# CONSIGNE:
Mettez à jour les lignes de tous les enregistrements en remplaçant « double-hung window » par « casement window », sans rien modifier d'autre.

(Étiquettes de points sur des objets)

--

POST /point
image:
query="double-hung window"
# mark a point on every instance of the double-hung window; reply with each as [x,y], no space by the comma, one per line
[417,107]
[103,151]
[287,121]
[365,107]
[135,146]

--

# RÉPONSE À LA CONSIGNE:
POST /point
image:
query="casement window"
# mark a point on every instance of the casement window; reply with each as [x,y], no space by the comma, one per line
[417,107]
[103,151]
[287,121]
[365,107]
[135,146]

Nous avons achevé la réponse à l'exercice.